====== DOCUMENT SEGMENT

Of course, much is complicated by Prime Minister Cameron’s intention, expressed on 23 January 2013, to renegotiate parts of the UK’s relations with the European Union and hold a referendum by 2017 to determine continued membership of the UK in the Union. The anti-EU fervor arising from both Conservative and Labour party ranks and manifested in the United Kingdom Independence Party stands in contrast to the Scottish Government’s strong allegiance to the European Union and for sustained EU membership for an independent Scotland.  For rUK negotiators to threaten their Scottish counterparts with outcast status in the European Union while London plots its own withdrawal would be supremely ironic and not easily overlooked.

Each side has a different take on how to proceed with EU membership for Scotland.  The Scottish Government favors amending the Treaty of the European Union (TEU) under Article 48 to create procedures for continued Scottish membership.  This “continuity of effect” assumes transitioning Scotland’s current status as part of the United Kingdom into a newly sovereign status in a fully integrated way within the European Union’s legal, economic, institutional, political and social frameworks.  But this approach requires Westminster to seek such amendments as a willing partner following a yes vote on the referendum.

Westminster and some European Commission officials insist that Scotland would have to apply for membership in the European Union under Article 49 of the TEU just like other new applicants that have never been part of the European Union, like Croatia recently.  There doubtless would result a significant gap in EU membership for Scotland, which might be forced to delay the process until it achieves sovereign statehood status. A legal nightmare may well ensue. If Westminster intends to punish Holyrood following a yes vote, rather than negotiate in good faith, this would do it.

A negotiated formula, however, that essentially melds together procedures of Articles 48 and 49 of the TEU with the support of Westminster in discussions with EU leaders in Brussels and EU member states could provide a reasonable framework for keeping Scotland in the European Union with the least degree of disruption.  This formula would open the way for Holyrood to negotiate what normally would be required under Article 49 for membership, but to do so during the period prior to Scottish statehood with an Article 48 amendment process.  Westminster can facilitate this by joining with Holyrood in such negotiations and thus be the EU member state at the table.  That would reflect the true spirit of Section 30 of the Edinburgh Agreement already agreed to by the two parties.  Westminster’s role is critical, for under the procedures of either Article 48 or Article 49 of the TEU, the unanimous consent of all 28 EU member states would be required to facilitate Scotland’s membership in the European Union.

============
====== DATA SEGMENT

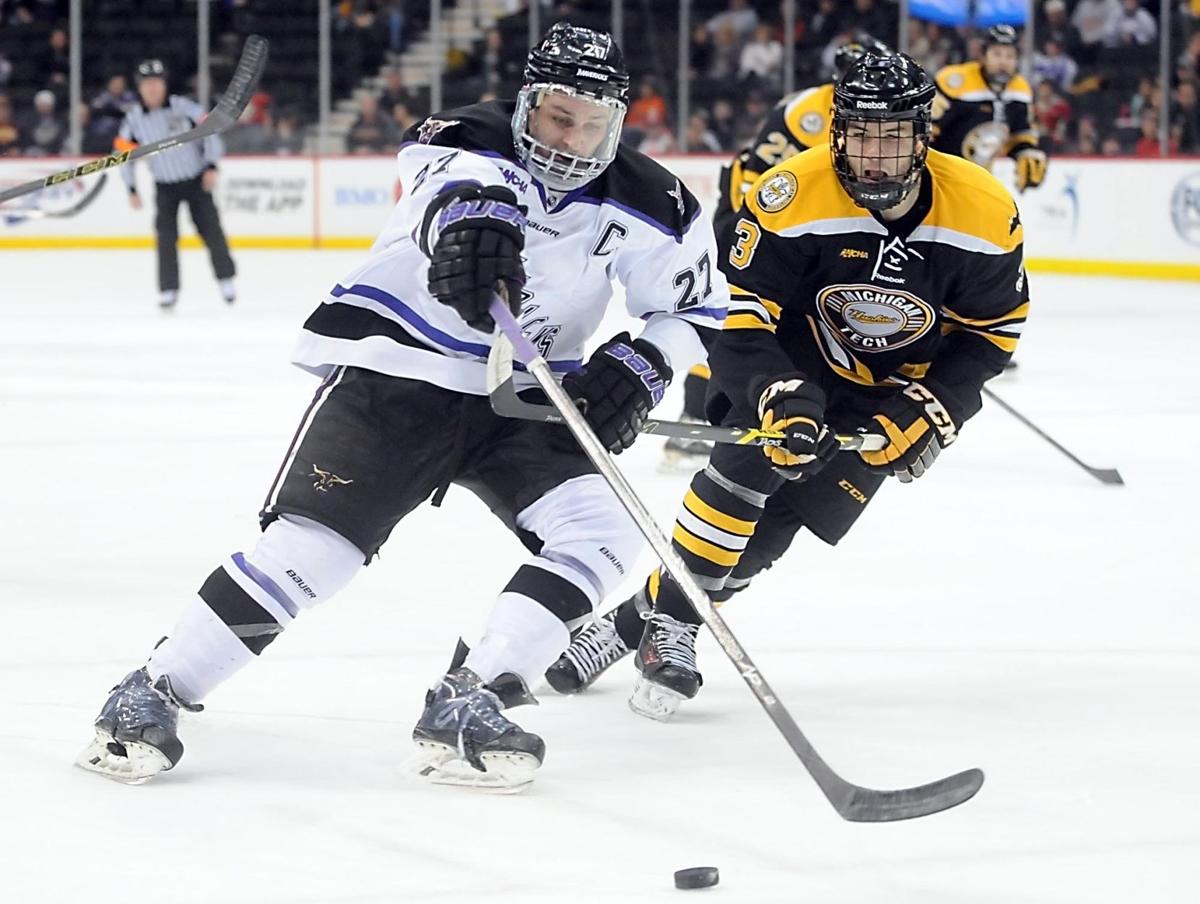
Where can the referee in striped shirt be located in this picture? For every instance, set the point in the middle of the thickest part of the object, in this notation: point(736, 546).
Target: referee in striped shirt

============

PROMPT: Reproduce word for word the part of the passage on Scotland's EU membership above from "Of course, much" to "not easily overlooked.".

ANSWER TO THIS TASK:
Of course, much is complicated by Prime Minister Cameron’s intention, expressed on 23 January 2013, to renegotiate parts of the UK’s relations with the European Union and hold a referendum by 2017 to determine continued membership of the UK in the Union. The anti-EU fervor arising from both Conservative and Labour party ranks and manifested in the United Kingdom Independence Party stands in contrast to the Scottish Government’s strong allegiance to the European Union and for sustained EU membership for an independent Scotland.  For rUK negotiators to threaten their Scottish counterparts with outcast status in the European Union while London plots its own withdrawal would be supremely ironic and not easily overlooked.